INPUT FOR THIS TASK ->
☆ ☆ ☆ ☆

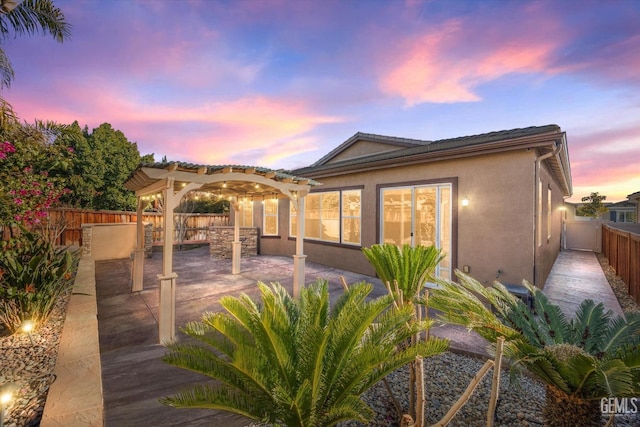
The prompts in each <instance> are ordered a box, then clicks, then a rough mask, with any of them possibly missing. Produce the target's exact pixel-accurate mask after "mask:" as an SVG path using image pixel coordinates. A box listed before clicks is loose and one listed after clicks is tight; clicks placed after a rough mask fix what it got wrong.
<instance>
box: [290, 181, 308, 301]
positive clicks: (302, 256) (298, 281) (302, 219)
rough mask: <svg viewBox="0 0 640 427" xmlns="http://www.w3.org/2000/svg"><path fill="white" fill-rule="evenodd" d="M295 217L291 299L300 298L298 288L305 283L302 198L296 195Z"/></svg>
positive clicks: (303, 198)
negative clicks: (294, 254) (292, 276)
mask: <svg viewBox="0 0 640 427" xmlns="http://www.w3.org/2000/svg"><path fill="white" fill-rule="evenodd" d="M296 202H297V203H296V216H297V218H298V223H297V230H296V254H295V255H294V256H293V297H294V298H298V297H299V296H300V288H301V287H303V286H304V283H305V271H304V267H305V258H306V257H307V256H306V255H305V254H304V196H303V195H300V193H298V198H297V200H296Z"/></svg>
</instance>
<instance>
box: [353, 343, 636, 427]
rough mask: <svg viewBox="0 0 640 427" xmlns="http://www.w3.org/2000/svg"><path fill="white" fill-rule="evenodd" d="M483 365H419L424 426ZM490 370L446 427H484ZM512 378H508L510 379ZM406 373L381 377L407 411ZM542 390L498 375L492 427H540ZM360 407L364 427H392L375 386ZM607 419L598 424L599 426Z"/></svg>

☆ ☆ ☆ ☆

YOUR TASK ->
Exactly the lines from the top of the listing through the line with "box: [290, 181, 308, 301]", and no pictures, should be printed.

FINISHED TASK ->
The prompts in each <instance> are ordered a box, then clicks, then a rough mask, with any of them possibly missing. Produce the target's exact pixel-accurate mask after "mask:" as an SVG path using image pixel coordinates. A box listed before clicks is loose and one listed after clicks is tight; clicks placed after a rough mask fix what it got wrong.
<instance>
box: [290, 181, 308, 301]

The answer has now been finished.